Forlì, il soprano Wilma Vernocchi racconta 60 anni di carriera

Se c’è un’aria che la rappresenta, questa è sicuramente “Un bel dì, vedremo”, intonata da Cio-Cio-San in quella “Madama Butterfly” di Giacomo Puccini che l’ha resa celebre in tutto il mondo. Se però, invece di musica lirica, il suo ritratto fosse una canzone pop, allora nulla meglio de “Il mio canto libero” può identificare chi è stata e chi è ancora oggi a 80 anni, Wilma Vernocchi. Il suo canto è sempre stato libero come lei e basta ascoltarla per accorgersi che il passato, una carriera che ha raggiunto i 60 anni, non è mai il centro del suo racconto. Semmai lo è il presente, anzi ancor di più il futuro: “Un bel dì, vedremo”, appunto. Sì, perché la soprano forlivese che mercoledì sul palco dell’Arena San Domenico festeggerà idealmente entrambi i compleanni, accompagnata da amici, colleghi musicisti e tantissimi suoi allievi di ogni nazionalità, a 80 anni ha inciso un nuovo disco: “Chi canta il suo dolore, incanta” è il titolo, ma dentro c’è solo gioia di esprimersi, oggi come quando Wilma Vernocchi era «una bambina che voleva solo cantare, come faceva sua madre, Isotta, a casa». Un disco unico e libero, come lei, che nelle sue 24 tracce omaggia Francesco Paolo Tosti, compositore che tra fine ’800 e inizio ’900 musicava testi dei poeti suoi contemporanei. «Il disco contiene 13 poesie di Gabriele D’Annunzio, tutte inedite, nessuno le aveva mai incise, l’ho fatto io, era un desiderio che nutrivo da 10 anni – afferma Wilma Vernocchi –. Ho trovato un bravo pianista forlivese 23enne, Alberto Rinaldi, abbiamo studiato assieme un anno e siamo andati a registrare a Torino». Il disco è fresco di stampa, è stato chiuso ad aprile. Vernocchi lo guarda e sorride: «L’ho registrato anche per un altro motivo, sa? Così do 80 metri di distacco alle mie colleghe. Queste registrazioni sono pane per i collezionisti: non esistono tanti dischi realizzati da una soprano ottantenne, una che non doveva neppure iniziare a cantare».

Consegna 1:
Rispondi alle domande seguenti in base all'articolo sul soprano Wilma Vernocchi.
(a) Come si chiama la madre di Wilma Vernocchi?
(b) Quante poesie di Gabriele D'Annunzio contiene il nuovo disco?
(c) In quale città sono andati a registrare il disco?

Dati dell'esercizio:
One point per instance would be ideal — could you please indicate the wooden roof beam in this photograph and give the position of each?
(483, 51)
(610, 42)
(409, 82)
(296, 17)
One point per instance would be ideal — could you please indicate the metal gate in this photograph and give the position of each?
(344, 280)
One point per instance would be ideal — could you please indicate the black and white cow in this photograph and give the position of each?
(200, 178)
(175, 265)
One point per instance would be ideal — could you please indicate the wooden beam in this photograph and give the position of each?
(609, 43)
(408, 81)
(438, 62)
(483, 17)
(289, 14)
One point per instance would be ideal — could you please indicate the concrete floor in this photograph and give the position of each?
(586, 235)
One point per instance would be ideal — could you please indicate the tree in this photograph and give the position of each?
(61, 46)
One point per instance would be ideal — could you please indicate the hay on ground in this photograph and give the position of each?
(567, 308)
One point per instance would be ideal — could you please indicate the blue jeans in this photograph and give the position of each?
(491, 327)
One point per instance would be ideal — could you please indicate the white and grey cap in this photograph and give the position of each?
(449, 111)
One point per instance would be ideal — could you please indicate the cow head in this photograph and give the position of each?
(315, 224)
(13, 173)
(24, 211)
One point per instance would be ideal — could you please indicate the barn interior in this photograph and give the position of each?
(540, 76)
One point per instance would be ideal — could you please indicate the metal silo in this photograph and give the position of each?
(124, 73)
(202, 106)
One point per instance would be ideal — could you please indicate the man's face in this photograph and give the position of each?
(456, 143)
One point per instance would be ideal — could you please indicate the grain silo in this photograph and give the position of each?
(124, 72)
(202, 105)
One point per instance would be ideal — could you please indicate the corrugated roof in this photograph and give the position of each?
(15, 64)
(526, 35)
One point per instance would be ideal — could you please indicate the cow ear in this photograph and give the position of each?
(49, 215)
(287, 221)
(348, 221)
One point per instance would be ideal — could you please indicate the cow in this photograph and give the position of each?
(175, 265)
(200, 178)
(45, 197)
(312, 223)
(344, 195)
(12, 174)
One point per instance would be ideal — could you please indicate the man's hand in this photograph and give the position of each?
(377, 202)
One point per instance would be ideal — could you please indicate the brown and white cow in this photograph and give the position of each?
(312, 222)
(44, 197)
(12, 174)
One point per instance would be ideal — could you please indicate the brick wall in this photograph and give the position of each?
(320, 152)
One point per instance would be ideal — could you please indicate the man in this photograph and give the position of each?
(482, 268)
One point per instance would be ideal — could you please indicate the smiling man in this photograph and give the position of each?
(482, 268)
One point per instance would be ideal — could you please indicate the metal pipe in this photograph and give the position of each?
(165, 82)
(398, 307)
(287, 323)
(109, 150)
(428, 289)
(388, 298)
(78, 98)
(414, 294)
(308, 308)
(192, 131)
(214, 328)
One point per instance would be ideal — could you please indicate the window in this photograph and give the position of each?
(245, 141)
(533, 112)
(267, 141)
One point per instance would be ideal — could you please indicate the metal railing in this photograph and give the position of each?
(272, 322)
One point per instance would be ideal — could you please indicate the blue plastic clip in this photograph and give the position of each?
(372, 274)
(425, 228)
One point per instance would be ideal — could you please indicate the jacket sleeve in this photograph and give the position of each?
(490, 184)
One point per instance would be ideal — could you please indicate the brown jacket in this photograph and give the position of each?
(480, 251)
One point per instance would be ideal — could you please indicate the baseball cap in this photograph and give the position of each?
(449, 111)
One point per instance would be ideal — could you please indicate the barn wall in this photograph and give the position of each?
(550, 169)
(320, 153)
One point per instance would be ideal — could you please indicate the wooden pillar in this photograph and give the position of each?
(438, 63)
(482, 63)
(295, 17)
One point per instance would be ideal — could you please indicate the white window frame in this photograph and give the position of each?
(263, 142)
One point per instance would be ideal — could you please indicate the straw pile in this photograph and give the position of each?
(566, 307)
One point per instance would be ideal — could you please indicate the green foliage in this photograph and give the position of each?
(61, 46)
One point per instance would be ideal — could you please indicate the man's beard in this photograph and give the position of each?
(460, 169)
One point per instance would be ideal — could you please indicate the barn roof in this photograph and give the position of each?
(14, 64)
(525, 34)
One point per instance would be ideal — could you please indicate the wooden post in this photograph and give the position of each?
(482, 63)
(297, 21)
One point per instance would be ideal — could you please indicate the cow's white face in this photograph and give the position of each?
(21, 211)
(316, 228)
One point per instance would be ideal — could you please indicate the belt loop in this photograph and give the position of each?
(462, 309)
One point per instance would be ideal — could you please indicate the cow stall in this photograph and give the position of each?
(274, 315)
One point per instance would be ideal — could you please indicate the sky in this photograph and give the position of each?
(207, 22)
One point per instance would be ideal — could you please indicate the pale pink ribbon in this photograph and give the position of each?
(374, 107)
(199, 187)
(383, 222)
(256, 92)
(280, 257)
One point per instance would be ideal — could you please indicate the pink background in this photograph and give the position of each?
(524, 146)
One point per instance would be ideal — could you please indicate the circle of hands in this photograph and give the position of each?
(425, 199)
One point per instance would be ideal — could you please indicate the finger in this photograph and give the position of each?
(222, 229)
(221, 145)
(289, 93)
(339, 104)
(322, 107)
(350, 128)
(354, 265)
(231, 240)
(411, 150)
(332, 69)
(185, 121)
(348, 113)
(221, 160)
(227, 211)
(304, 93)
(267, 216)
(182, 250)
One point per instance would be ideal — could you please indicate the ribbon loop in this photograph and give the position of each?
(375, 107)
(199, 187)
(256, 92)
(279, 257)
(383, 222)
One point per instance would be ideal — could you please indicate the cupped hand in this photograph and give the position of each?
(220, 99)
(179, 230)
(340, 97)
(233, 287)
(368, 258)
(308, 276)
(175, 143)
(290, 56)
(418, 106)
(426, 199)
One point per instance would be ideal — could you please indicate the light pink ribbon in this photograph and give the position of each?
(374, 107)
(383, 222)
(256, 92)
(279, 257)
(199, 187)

Consegna 2:
Riporta tutte le righe dei dati che contengono la parola "brown". Le maiuscole e le minuscole contano.

Risposta corretta 1:
(a) Isotta.
(b) 13.
(c) A Torino.

Risposta corretta 2:
One point per instance would be ideal — could you please indicate the brown and white cow in this photograph and give the position of each?
One point per instance would be ideal — could you please indicate the brown jacket in this photograph and give the position of each?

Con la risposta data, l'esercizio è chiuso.